(Labeled-object pointing records)
□ □ □ □ □
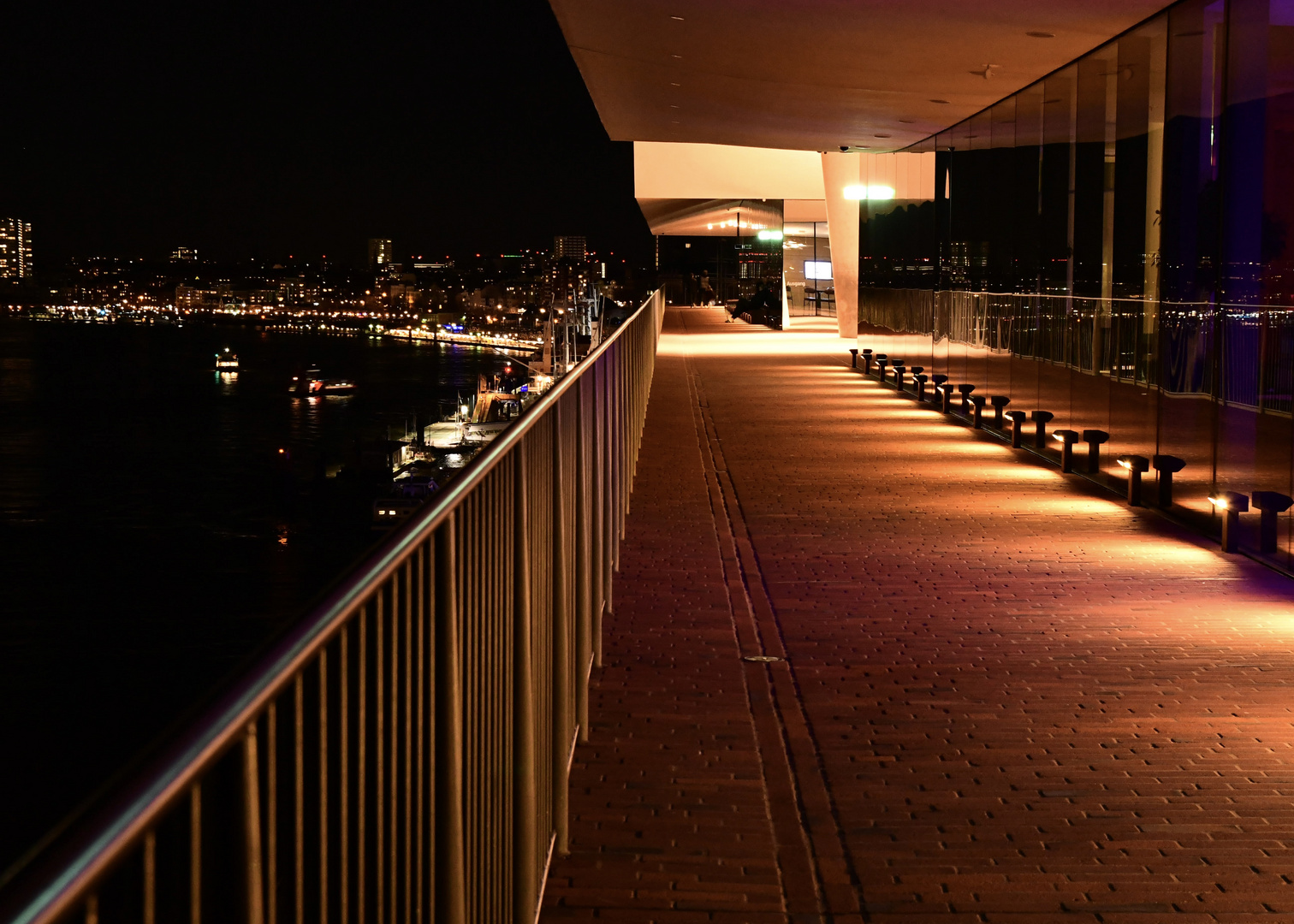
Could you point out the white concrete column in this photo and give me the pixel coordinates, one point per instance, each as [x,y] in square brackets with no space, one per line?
[838,172]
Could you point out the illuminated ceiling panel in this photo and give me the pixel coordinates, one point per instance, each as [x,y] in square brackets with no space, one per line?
[821,74]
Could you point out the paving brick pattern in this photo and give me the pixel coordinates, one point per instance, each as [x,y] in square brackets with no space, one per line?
[1006,696]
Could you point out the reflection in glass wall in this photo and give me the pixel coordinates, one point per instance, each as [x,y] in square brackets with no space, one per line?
[1113,245]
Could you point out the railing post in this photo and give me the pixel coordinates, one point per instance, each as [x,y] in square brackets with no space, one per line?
[525,807]
[252,879]
[450,886]
[561,646]
[583,578]
[599,532]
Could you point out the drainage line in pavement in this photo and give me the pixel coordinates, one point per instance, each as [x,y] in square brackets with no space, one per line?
[806,767]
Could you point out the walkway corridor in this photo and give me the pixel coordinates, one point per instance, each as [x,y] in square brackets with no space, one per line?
[998,694]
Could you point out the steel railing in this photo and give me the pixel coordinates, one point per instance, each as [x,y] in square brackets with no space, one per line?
[402,754]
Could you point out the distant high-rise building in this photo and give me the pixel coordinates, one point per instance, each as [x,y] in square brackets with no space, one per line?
[15,249]
[379,252]
[570,247]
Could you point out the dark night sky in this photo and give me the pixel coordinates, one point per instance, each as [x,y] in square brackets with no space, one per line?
[273,128]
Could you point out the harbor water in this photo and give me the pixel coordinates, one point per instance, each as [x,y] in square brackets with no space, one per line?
[159,520]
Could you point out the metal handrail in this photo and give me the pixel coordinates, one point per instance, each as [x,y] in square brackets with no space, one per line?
[608,390]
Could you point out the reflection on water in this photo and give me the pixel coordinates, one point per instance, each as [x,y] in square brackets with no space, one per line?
[158,519]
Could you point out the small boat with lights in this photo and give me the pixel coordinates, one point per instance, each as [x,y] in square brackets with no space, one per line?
[227,361]
[311,383]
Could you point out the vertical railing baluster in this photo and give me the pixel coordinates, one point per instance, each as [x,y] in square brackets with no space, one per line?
[394,797]
[323,915]
[561,646]
[419,698]
[196,853]
[597,483]
[151,878]
[361,761]
[583,580]
[379,805]
[343,765]
[450,897]
[272,813]
[252,873]
[525,803]
[300,799]
[408,788]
□ □ □ □ □
### GIVEN PROBLEM
Copy out these records word for word, leaving out the pictures.

### TASK OUTPUT
Could you point out the white concrete column in this photo and give me the pixel coordinates, one point per instance, each as [x,y] in square brackets with no space, one per line?
[838,172]
Could you point out the illuminated ceiling panel in this photo and give me the pixel coordinates, one point per instance, each as [x,y] in square brackets with no space, one per line?
[821,74]
Could you point out the paving brick pattern in this photo and give me the pixel coordinates, one point per instance, each as [x,y] in square brackets with no space, one per line?
[1006,696]
Could you point out the reflection in glass wall in this photo and give me the pixel coordinates, one point per instance, each as [x,y] in square brackets with no space, one per line?
[1113,245]
Could you point out the railing post in this photo and give me the pixel coordinates, one point per instance, each as [x,y] in square brackets with no space, one per line?
[525,807]
[252,879]
[450,886]
[561,646]
[583,578]
[599,532]
Could you point out the drainage line in pavement in this photo and give me the pixel coordinates, one point per instance, each as [x,y] in square brackets with no space, one per line?
[806,767]
Could you point out the walkway corridor in this photo and give me the pixel coordinates, one point per instance, each as [x,y] in square brackets with no space, one per line?
[998,694]
Could you point out the steel railing in this photo and give me the pixel coordinates, one point per instance, each as [x,y] in square brackets with no space, one per line?
[402,754]
Could you point out the distant high-rise building in this photo and give me the pixel coordinates, one point per instance, each as [x,y] in square brackets with no space, one per line?
[15,249]
[379,252]
[570,247]
Could you point out the dark night sky in this photo and give me the pixel coordinates, one point per instance, each as [x,y] in square brackets with no space, one per line?
[273,128]
Could you point out the harbor water in this photo and give me the pixel coordinates, one point per instance, each as [x,y] in square brackets with no space, one per line?
[159,520]
Could you point out the metal handrail in this photo and give me the pixel coordinates, one point per instance, each as [x,y] in square brackets with no space, one per line?
[608,390]
Could you point out the reflection on water in this photo and give me the pixel coordinates, one point per instance, each as [x,y] in square brackets with no space, one per line?
[158,519]
Could you point out the small boat with lights in this photo and give me the pixel coordinates, one point per instance, each as [x,y] in square brackets with no space, one per line?
[227,361]
[311,383]
Could you point out the vertical railing baluster in this photo and give me the pixel coordinates, one point per instance, each as [x,y] in square brackets with no space, one per line?
[394,797]
[323,915]
[561,646]
[419,698]
[196,853]
[597,483]
[151,878]
[361,761]
[583,580]
[379,805]
[343,765]
[450,897]
[272,813]
[252,873]
[525,803]
[300,799]
[408,788]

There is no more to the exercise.